TEXTE SOURCE.

========================

Voici le troisième épisode de la série 31 Days of May de Mike Stax, qui parle de It’ll Never Be Me.

31 DAYS OF MAY : Jour 3. It’ll Never Be Me a été enregistrée en 1968, à la même époque que le chef-d’œuvre des Pretty Things S. F. Sorrow. Cette chanson n’est jamais sortie officiellement, mais elle fait partie de celles que le groupe interprète (ou fait semblant d’interpréter) dans le film What’s Good for the Goose (Phil n’est-il pas foutrement cool dans ce passage, avec sa chemise en soie noire et ses cheveux parfaits ?)

It’ll Never Be Me est un parfait exemple du talent de parolier de Phil. Il lui suffit de quelques coups de pinceau pour dépeindre la vie imaginaire d’un individu :

« Sad eyes turn away from the looking glass
Fingers trace the lines of the years that pass
Smears of light upon the lips of someone…
Standing by. »

L’image se précise au fur et à mesure qu’il ajoute des détails. Il s’agit d’une femme en deuil :

« Mother keeps the photograph of a child that’s dead,
The child of the fading name that’s never said
Bright fantaisies of this child’s life are spinning…
‘Round this mother’s head. »

Les harmonies éthérées du refrain prennent un peu de recul, temporairement : « No, it’ll never be me, looking at you that way. »

Les paroles sombres et laconiques de Phil contrastent avec le rythme dansant de la chanson, porté par la ligne de basse épaisse de Wally Waller, et avec le superbe jeu de guitare psychédélique sur deux pistes de Dick Taylor. C’est un paradoxe admirablement construit : la musique exubérante masque le désespoir existentiel des paroles. Un milk-shake à la fraise assaisonné de laudanum.

Le troisième et dernier couplet :

« Face presses against the window of an early train
Arms twist out the message of unspoken pain.
You wipe away a tear and then it starts…
To rain. »

Un autre jour commence. La vie continue.

========================

MATÉRIEL FOURNI.

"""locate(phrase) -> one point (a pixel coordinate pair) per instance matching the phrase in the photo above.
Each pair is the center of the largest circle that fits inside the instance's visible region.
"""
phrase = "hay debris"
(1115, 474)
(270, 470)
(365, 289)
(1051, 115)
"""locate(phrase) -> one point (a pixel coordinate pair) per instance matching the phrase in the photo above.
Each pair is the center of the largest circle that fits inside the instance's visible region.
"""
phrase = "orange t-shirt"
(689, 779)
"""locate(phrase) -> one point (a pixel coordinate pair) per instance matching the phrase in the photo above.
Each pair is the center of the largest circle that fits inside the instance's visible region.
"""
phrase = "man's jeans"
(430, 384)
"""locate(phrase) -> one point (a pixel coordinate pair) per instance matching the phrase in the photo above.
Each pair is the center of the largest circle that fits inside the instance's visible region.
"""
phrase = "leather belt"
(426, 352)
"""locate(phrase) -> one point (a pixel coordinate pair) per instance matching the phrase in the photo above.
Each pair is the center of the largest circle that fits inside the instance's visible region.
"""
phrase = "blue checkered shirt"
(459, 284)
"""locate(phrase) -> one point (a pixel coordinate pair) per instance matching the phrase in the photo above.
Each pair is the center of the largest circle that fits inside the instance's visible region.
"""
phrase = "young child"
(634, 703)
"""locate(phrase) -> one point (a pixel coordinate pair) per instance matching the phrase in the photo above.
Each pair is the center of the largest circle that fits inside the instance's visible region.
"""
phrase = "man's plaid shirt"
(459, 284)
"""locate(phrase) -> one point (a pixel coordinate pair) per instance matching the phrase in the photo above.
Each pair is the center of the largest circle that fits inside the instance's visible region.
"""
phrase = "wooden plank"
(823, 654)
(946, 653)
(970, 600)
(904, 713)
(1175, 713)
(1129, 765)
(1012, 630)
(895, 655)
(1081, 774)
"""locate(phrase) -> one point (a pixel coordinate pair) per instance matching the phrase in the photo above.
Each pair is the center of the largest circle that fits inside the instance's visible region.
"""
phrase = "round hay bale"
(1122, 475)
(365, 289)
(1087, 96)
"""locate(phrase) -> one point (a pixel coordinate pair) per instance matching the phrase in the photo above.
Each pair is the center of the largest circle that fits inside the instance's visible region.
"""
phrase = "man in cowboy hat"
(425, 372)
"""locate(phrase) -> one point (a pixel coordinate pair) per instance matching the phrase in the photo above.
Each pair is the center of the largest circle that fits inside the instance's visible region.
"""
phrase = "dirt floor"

========================

TRAVAIL À FAIRE.
Recopiez le texte source en entier, mot pour mot, sans rien y changer.

CORRIGÉ.
Voici le troisième épisode de la série 31 Days of May de Mike Stax, qui parle de It’ll Never Be Me.

31 DAYS OF MAY : Jour 3. It’ll Never Be Me a été enregistrée en 1968, à la même époque que le chef-d’œuvre des Pretty Things S. F. Sorrow. Cette chanson n’est jamais sortie officiellement, mais elle fait partie de celles que le groupe interprète (ou fait semblant d’interpréter) dans le film What’s Good for the Goose (Phil n’est-il pas foutrement cool dans ce passage, avec sa chemise en soie noire et ses cheveux parfaits ?)

It’ll Never Be Me est un parfait exemple du talent de parolier de Phil. Il lui suffit de quelques coups de pinceau pour dépeindre la vie imaginaire d’un individu :

« Sad eyes turn away from the looking glass
Fingers trace the lines of the years that pass
Smears of light upon the lips of someone…
Standing by. »

L’image se précise au fur et à mesure qu’il ajoute des détails. Il s’agit d’une femme en deuil :

« Mother keeps the photograph of a child that’s dead,
The child of the fading name that’s never said
Bright fantaisies of this child’s life are spinning…
‘Round this mother’s head. »

Les harmonies éthérées du refrain prennent un peu de recul, temporairement : « No, it’ll never be me, looking at you that way. »

Les paroles sombres et laconiques de Phil contrastent avec le rythme dansant de la chanson, porté par la ligne de basse épaisse de Wally Waller, et avec le superbe jeu de guitare psychédélique sur deux pistes de Dick Taylor. C’est un paradoxe admirablement construit : la musique exubérante masque le désespoir existentiel des paroles. Un milk-shake à la fraise assaisonné de laudanum.

Le troisième et dernier couplet :

« Face presses against the window of an early train
Arms twist out the message of unspoken pain.
You wipe away a tear and then it starts…
To rain. »

Un autre jour commence. La vie continue.